**Given problem**
Pull out each line in the items below that contains the string "water".

**Data section**
*****

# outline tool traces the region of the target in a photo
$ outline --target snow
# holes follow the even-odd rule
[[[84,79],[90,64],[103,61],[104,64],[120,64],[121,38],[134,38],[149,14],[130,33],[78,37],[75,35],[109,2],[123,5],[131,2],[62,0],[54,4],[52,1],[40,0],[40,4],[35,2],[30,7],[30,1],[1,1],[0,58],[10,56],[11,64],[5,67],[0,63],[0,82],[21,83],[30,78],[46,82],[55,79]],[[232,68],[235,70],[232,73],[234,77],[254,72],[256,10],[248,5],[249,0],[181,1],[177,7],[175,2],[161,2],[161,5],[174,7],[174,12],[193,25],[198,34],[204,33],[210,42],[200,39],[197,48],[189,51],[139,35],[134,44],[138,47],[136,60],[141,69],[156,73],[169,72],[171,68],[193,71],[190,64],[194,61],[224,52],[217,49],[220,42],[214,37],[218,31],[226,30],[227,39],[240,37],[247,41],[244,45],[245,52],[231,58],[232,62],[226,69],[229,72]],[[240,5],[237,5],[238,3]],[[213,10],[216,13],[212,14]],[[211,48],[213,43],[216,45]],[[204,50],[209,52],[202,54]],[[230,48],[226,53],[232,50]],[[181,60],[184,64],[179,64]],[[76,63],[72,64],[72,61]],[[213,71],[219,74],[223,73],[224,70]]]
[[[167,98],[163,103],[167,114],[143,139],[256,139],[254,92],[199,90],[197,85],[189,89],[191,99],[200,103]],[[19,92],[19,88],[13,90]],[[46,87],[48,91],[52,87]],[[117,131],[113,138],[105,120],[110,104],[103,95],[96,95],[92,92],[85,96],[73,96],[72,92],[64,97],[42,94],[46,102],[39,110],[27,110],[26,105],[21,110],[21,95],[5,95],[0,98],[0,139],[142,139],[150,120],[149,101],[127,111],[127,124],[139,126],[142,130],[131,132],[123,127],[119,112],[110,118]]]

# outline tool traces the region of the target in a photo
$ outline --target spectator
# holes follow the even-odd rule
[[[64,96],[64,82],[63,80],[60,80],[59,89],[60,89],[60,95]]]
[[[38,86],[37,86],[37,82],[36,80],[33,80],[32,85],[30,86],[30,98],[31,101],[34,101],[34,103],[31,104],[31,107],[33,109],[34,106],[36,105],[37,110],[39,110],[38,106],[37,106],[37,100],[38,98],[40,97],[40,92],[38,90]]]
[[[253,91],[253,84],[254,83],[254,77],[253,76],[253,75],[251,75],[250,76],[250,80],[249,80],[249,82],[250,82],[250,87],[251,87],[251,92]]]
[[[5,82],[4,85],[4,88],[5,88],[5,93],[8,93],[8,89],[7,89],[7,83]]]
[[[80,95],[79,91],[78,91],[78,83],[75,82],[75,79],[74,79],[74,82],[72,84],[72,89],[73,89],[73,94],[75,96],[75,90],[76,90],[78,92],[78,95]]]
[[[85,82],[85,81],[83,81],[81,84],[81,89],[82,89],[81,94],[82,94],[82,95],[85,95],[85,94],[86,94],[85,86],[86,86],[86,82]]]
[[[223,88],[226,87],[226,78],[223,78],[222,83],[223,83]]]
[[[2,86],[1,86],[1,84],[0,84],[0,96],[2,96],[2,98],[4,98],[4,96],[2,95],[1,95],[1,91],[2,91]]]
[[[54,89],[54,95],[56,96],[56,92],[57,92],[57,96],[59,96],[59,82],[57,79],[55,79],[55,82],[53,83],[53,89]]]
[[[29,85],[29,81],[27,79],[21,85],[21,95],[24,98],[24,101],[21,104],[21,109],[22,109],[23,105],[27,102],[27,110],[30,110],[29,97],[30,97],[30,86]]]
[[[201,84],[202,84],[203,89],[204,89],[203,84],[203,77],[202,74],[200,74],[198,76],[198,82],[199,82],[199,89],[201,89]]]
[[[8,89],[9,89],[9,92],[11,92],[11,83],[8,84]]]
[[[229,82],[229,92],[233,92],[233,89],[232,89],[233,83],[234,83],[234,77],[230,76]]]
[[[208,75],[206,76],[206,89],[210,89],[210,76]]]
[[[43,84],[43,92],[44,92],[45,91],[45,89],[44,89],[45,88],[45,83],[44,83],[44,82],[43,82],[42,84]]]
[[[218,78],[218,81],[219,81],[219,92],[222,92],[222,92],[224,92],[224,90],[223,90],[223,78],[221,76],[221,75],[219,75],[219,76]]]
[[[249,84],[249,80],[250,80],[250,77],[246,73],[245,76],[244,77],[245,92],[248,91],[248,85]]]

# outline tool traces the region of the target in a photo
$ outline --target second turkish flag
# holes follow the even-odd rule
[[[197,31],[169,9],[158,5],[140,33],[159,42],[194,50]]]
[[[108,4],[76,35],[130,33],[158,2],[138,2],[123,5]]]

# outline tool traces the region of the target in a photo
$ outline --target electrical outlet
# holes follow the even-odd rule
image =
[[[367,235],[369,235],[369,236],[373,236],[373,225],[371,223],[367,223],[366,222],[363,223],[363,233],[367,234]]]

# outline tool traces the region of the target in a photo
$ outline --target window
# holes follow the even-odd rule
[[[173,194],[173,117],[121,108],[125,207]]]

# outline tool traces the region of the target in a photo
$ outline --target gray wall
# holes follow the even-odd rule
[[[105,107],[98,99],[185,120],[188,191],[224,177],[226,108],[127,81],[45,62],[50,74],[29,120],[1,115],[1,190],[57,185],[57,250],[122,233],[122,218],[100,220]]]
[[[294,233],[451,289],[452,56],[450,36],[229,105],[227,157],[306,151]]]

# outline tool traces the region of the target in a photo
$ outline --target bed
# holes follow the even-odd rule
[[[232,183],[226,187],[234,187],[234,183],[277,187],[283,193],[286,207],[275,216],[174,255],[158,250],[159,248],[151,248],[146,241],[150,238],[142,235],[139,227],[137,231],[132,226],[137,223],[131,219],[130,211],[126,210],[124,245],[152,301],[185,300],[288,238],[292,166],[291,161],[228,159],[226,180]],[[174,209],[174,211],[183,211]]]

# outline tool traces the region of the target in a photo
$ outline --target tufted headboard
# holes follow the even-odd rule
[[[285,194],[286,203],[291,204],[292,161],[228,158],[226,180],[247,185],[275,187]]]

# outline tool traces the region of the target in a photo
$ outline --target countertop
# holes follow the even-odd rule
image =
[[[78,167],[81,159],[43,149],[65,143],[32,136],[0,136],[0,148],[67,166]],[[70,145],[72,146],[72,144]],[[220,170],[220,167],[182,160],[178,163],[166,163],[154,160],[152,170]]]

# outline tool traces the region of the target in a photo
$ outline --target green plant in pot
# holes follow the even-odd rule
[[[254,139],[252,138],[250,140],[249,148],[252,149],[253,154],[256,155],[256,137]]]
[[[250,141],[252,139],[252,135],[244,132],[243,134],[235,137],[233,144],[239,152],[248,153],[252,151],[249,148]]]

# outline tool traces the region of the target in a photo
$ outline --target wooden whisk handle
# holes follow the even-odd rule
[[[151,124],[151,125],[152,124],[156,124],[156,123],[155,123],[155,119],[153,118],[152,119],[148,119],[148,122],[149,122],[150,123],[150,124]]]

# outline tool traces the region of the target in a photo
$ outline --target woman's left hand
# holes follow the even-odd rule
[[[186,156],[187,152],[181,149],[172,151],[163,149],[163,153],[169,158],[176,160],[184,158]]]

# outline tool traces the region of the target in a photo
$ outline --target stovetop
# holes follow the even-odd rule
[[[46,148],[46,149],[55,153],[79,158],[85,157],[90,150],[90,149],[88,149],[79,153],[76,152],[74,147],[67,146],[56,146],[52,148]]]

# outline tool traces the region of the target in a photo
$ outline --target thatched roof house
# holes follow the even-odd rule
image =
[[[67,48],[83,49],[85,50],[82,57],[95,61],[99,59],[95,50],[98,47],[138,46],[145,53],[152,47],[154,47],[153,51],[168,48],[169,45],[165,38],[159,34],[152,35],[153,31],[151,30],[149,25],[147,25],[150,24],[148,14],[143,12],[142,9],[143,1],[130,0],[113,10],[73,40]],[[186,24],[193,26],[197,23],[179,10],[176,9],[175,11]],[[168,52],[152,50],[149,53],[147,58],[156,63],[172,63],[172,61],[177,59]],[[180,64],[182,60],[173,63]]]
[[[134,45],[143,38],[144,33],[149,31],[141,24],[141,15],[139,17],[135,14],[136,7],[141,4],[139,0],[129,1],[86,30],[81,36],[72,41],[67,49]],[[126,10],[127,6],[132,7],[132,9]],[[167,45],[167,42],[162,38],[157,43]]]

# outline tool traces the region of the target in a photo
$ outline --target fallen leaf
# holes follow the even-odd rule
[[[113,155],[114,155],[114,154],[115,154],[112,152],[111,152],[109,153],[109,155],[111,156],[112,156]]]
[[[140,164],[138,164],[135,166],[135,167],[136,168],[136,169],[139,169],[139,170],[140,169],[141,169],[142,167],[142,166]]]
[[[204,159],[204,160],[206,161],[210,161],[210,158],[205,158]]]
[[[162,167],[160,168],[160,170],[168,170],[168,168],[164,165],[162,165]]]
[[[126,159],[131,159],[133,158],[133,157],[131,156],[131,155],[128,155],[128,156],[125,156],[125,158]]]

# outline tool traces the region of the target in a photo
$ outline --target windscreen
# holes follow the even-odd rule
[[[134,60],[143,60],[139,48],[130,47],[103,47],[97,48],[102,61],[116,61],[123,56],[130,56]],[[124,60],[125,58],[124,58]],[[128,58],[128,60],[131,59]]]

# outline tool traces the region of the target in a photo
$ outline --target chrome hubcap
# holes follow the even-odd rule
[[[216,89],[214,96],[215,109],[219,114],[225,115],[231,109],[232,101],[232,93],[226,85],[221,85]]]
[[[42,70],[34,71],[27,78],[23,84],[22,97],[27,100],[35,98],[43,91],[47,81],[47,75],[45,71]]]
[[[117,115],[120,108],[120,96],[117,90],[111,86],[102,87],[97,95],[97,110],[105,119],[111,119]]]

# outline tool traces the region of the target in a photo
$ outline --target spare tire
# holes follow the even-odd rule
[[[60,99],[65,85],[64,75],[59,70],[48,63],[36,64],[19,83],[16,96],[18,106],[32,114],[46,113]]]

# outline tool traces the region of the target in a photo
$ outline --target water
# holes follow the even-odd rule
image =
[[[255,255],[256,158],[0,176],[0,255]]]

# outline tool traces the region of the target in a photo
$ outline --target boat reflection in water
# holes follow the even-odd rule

*****

**Worked solution**
$ outline --target water
$ outline --target boat reflection in water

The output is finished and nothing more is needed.